(Point localization data)
[Start of section]

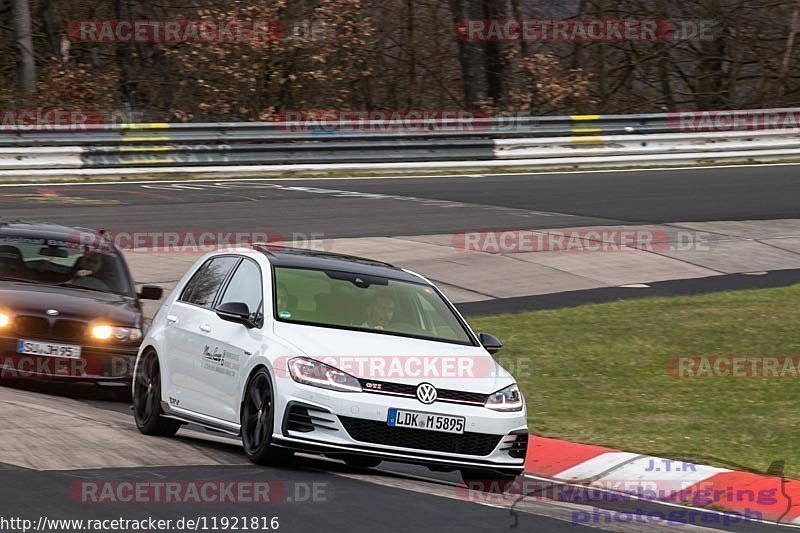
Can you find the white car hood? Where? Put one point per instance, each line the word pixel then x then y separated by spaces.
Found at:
pixel 395 359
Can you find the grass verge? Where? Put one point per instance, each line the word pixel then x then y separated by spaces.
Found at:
pixel 598 374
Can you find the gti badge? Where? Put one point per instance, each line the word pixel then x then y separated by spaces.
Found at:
pixel 426 393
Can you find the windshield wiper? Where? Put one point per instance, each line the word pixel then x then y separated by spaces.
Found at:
pixel 21 280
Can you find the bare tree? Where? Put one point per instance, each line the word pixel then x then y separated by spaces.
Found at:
pixel 23 41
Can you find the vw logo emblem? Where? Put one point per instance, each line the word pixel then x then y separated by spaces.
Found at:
pixel 426 393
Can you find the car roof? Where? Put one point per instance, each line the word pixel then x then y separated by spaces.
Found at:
pixel 284 256
pixel 44 230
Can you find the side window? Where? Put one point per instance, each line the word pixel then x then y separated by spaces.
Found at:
pixel 245 287
pixel 202 288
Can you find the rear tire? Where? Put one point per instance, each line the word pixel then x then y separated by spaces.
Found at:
pixel 147 399
pixel 258 418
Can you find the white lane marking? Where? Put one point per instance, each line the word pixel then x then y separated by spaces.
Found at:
pixel 396 177
pixel 340 193
pixel 594 467
pixel 664 503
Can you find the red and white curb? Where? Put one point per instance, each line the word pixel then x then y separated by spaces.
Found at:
pixel 648 477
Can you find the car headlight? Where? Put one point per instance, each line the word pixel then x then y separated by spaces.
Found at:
pixel 508 399
pixel 106 332
pixel 311 372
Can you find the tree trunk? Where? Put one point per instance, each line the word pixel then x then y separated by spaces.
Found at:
pixel 23 40
pixel 124 56
pixel 470 56
pixel 495 64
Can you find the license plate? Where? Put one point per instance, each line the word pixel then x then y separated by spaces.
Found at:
pixel 426 421
pixel 48 349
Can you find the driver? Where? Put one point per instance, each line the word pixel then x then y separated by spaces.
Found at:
pixel 87 270
pixel 380 311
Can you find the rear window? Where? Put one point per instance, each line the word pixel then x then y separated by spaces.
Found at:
pixel 365 303
pixel 203 287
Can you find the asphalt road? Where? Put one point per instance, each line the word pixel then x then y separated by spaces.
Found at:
pixel 394 497
pixel 390 207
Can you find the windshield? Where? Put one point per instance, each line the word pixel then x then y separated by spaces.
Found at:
pixel 65 263
pixel 365 303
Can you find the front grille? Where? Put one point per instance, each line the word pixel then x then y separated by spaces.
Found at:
pixel 479 444
pixel 443 395
pixel 306 419
pixel 41 328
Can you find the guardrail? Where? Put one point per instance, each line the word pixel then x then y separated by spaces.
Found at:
pixel 258 147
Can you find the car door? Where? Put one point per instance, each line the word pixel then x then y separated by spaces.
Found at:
pixel 186 329
pixel 230 344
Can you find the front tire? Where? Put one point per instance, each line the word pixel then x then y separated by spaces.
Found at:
pixel 361 461
pixel 258 419
pixel 147 399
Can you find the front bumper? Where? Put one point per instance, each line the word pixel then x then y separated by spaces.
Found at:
pixel 335 423
pixel 97 364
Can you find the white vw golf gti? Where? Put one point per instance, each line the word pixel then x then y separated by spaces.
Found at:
pixel 299 350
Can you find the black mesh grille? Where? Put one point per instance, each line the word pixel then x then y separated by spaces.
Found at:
pixel 380 433
pixel 306 419
pixel 69 330
pixel 31 326
pixel 443 395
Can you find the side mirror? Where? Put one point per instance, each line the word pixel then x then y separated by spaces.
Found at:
pixel 236 312
pixel 490 342
pixel 151 292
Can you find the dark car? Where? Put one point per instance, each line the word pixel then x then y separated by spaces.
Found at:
pixel 69 309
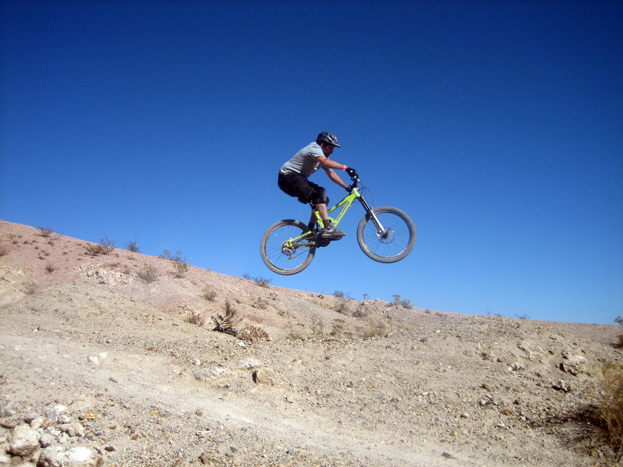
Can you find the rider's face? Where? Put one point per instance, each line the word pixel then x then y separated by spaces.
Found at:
pixel 327 149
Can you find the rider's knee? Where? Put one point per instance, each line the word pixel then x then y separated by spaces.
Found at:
pixel 320 196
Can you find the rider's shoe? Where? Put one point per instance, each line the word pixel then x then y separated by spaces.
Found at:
pixel 331 231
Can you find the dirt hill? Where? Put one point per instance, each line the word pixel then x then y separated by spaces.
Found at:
pixel 109 357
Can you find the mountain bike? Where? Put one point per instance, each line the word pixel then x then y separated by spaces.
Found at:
pixel 384 234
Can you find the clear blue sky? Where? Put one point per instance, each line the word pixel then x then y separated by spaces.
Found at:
pixel 497 126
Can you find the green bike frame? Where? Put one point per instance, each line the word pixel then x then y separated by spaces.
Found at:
pixel 345 204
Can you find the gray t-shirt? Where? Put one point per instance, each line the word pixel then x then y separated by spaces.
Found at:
pixel 304 162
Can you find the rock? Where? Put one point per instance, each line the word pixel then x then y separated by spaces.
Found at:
pixel 46 440
pixel 264 377
pixel 205 375
pixel 23 441
pixel 562 386
pixel 79 456
pixel 574 364
pixel 250 364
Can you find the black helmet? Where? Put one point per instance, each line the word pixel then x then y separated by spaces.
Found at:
pixel 328 138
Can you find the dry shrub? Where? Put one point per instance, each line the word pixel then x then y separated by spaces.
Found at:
pixel 104 247
pixel 148 273
pixel 261 281
pixel 227 323
pixel 611 405
pixel 342 306
pixel 209 294
pixel 252 333
pixel 196 318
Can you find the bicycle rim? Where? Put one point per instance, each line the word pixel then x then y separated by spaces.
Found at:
pixel 391 245
pixel 282 258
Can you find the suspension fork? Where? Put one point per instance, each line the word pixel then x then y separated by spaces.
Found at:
pixel 375 220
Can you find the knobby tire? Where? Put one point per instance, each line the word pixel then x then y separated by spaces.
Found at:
pixel 395 244
pixel 283 262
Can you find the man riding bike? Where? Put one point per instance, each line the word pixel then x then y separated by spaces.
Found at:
pixel 294 174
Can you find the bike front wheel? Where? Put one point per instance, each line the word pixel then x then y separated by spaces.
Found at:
pixel 390 241
pixel 285 250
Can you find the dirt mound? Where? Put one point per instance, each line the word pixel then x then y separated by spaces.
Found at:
pixel 111 359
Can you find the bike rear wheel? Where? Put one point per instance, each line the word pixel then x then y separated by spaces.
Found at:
pixel 281 254
pixel 392 244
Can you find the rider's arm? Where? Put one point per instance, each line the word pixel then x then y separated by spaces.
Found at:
pixel 335 177
pixel 327 163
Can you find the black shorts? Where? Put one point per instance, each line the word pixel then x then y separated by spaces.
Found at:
pixel 299 187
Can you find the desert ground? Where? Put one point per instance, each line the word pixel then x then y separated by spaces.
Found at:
pixel 109 357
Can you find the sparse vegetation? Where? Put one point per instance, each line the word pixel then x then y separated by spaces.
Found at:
pixel 611 404
pixel 340 294
pixel 209 294
pixel 181 263
pixel 148 274
pixel 253 333
pixel 227 323
pixel 105 246
pixel 261 281
pixel 403 303
pixel 342 305
pixel 45 231
pixel 131 246
pixel 375 329
pixel 196 317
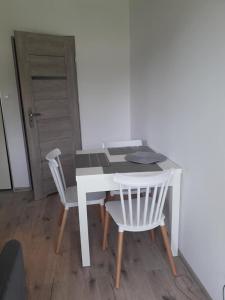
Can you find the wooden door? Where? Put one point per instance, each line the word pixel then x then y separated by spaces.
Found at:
pixel 48 84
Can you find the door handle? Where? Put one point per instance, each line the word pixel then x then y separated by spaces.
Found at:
pixel 31 116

[End of section]

EXERCISE PROMPT:
Without the pictures, copy all of the entries exactly as they appear.

SOLVED PROBLEM:
Can you find the white car hood? Where? Put one point per instance, each line the word pixel then x then y separated by spaces.
Found at:
pixel 395 359
Can you find the grass verge? Where? Put one point per instance, each line the word pixel then x then y separated by spaces.
Found at:
pixel 598 374
Can you find the gti badge? Where? Put one point per instance, each line the word pixel then x then y separated by spaces.
Found at:
pixel 426 393
Can you find the windshield wiper? Where? Put one point per instance, each line the word pixel then x then y separated by spaces.
Found at:
pixel 21 280
Can you find the bare tree? Where? Put one point per instance, each line the word pixel then x then y separated by spaces.
Found at:
pixel 23 41
Can you find the vw logo emblem? Where? Put one point per instance, each line the word pixel then x then y separated by spaces.
Found at:
pixel 426 393
Can you find the car roof? Where? Put one point per instance, each line the word pixel then x then y separated by spaces.
Found at:
pixel 284 256
pixel 44 230
Can you find the side window? Where? Put one point per instance, each line the word pixel then x then y separated by spaces.
Found at:
pixel 245 287
pixel 202 288
Can you find the rear tire? Where? Put one point per instance, each line the word pixel then x then y separated by spaces.
Found at:
pixel 147 399
pixel 258 418
Can you find the white lane marking? Where? Put one point per instance, each line the word pixel then x then y separated by spaces.
Found at:
pixel 396 177
pixel 340 193
pixel 594 467
pixel 664 503
Can you find the red and white curb? Where? Put one point per instance, each line the word pixel then x then y separated by spaces.
Found at:
pixel 648 477
Can you find the car headlight? Where? Put one point per instance, each line the word pixel then x then y separated by spaces.
Found at:
pixel 508 399
pixel 106 332
pixel 311 372
Can you find the tree trunk? Where? Put one point per instance, each line the word pixel then x then y separated by spaces.
Found at:
pixel 23 40
pixel 124 56
pixel 470 56
pixel 495 64
Can you find the license plate? Where? Put one point per instance, each line the word pixel then x then y separated by spaces.
Found at:
pixel 426 421
pixel 48 349
Can you find the driver? Where? Put one point per instance, each line the word pixel then x then y separated by spaces.
Found at:
pixel 87 270
pixel 380 311
Can you find the rear window? Where? Put one point per instance, each line the word pixel then x then y separated by spaces.
Found at:
pixel 365 303
pixel 203 287
Can you find the asphalt road? Where? Put one point per instance, each line the word pixel then x then y separated by spaces.
Found at:
pixel 394 497
pixel 390 207
Can you find the windshield? Where? Put one point per instance, each line the word pixel then x then y separated by spaces.
Found at:
pixel 65 263
pixel 365 303
Can you find the front grille? Where? Put one point per instance, each line the word pixel then x then y separated by spaces.
Found at:
pixel 479 444
pixel 443 395
pixel 306 419
pixel 41 328
Can you find the guardrail? Where? Put one point per instance, each line the word pixel then x then y separated by spaces.
Found at:
pixel 258 147
Can you find the car door? Where? Put one point per instance, each line the word pixel then x then y separated by spaces.
Found at:
pixel 186 329
pixel 230 344
Can you find the front tire? Where? Put one point per instance, each line the word pixel then x then y separated by spaces.
Found at:
pixel 361 461
pixel 258 419
pixel 147 399
Can you find the front bumper? Where? Put one point per instance, each line the word pixel then x then y separated by spaces.
Found at:
pixel 335 423
pixel 97 364
Can you find the white vw golf gti? Where? Put one point per instance, each line the word pixel then x then y separated by spaces.
Found at:
pixel 299 350
Can you find the black mesh grille? Where? Put one point per instance, each line the word pixel then x then y separated by spaces.
Found at:
pixel 380 433
pixel 306 419
pixel 69 330
pixel 31 326
pixel 443 395
Can you find the side mirror? Where? Put one point per instance, each line the word pixel then x then y separated by spaces.
Found at:
pixel 236 312
pixel 490 342
pixel 151 292
Can you find the dark car? Where? Put one point per instance, each line the word pixel then x then y separated by spaces.
Found at:
pixel 69 309
Can you find the rider's face? Where? Put one point per instance, each line the word pixel then x then y separated by spaces.
Found at:
pixel 327 149
Can you find the rider's knee? Where? Put one point per instance, each line the word pixel then x then y separated by spaces.
Found at:
pixel 320 196
Can you find the rider's shoe? Where? Put one point per instance, each line the word pixel then x then y separated by spaces.
Found at:
pixel 331 231
Can you find the dirt hill? Where? Put one point per instance, each line the word pixel then x then y separated by spaces.
Found at:
pixel 109 357
Can you find the mountain bike? Where? Put one point per instance, each line the word pixel then x then y separated by spaces.
Found at:
pixel 384 234
Can you find the clear blue sky? Where? Put one point per instance, each line the word pixel then x then y separated by spaces.
Found at:
pixel 497 126
Can you find the green bike frame? Where? Put one point per instance, each line the word pixel then x then y separated by spaces.
Found at:
pixel 345 204
Can you find the gray t-shirt? Where? Put one point per instance, each line the word pixel then x then y separated by spaces.
Found at:
pixel 304 162
Can you find the rock? Where? Put one point per instance, each line the word pixel then x then y separated by spaces.
Found at:
pixel 46 440
pixel 264 377
pixel 205 375
pixel 23 441
pixel 562 386
pixel 79 456
pixel 574 364
pixel 250 364
Can you find the black helmet? Where? Put one point per instance, each line the word pixel then x then y separated by spaces.
Found at:
pixel 328 138
Can you find the dry shrub? Where? Put one point per instance, each line the word pixel then x then y separated by spaces.
Found at:
pixel 104 247
pixel 148 273
pixel 261 281
pixel 227 323
pixel 611 405
pixel 342 306
pixel 209 294
pixel 252 333
pixel 196 318
Can you find the bicycle rim? Where? Put one point per instance, each line the word pixel then x then y separated by spaces.
Found at:
pixel 391 245
pixel 282 258
Can you find the suspension fork? Where? Put one point per instance, each line the word pixel then x then y separated by spaces.
Found at:
pixel 375 220
Can you find the knobby tire? Where? Put one point per instance, each line the word pixel then x then y separated by spaces.
Found at:
pixel 395 244
pixel 283 262
Can you find the man riding bike? Where? Put one point per instance, each line the word pixel then x then y separated by spaces.
Found at:
pixel 294 174
Can you find the bike front wheel? Where? Put one point per instance, each line the word pixel then x then y separated by spaces.
Found at:
pixel 390 241
pixel 285 250
Can you find the dirt mound? Where? Put one point per instance, each line the word pixel then x then y separated by spaces.
Found at:
pixel 111 359
Can you find the bike rear wheel? Where? Put one point per instance, each line the word pixel then x then y separated by spaces.
Found at:
pixel 281 254
pixel 392 244
Can you find the rider's arm? Where? Put one point per instance, each line the word pixel then x then y separated by spaces.
Found at:
pixel 335 177
pixel 327 163
Can you find the black shorts? Where? Put one point per instance, each line the word pixel then x then y separated by spaces.
Found at:
pixel 299 187
Can you find the desert ground? Where? Put one point per instance, each line the word pixel then x then y separated by spaces.
Found at:
pixel 109 357
Can you find the sparse vegetation? Where? Put one point per instance, each line the word pixel then x then y separated by spaces.
Found at:
pixel 611 404
pixel 340 294
pixel 209 294
pixel 181 263
pixel 148 274
pixel 253 333
pixel 227 323
pixel 105 246
pixel 261 281
pixel 403 303
pixel 342 305
pixel 45 231
pixel 131 246
pixel 375 329
pixel 196 317
Can you find the wooden door? Where? Put one point per instance, each line the word pixel then x then y separated by spaces.
Found at:
pixel 48 84
Can you find the door handle? Where? Put one point per instance, each line the word pixel then x then y separated by spaces.
Found at:
pixel 31 116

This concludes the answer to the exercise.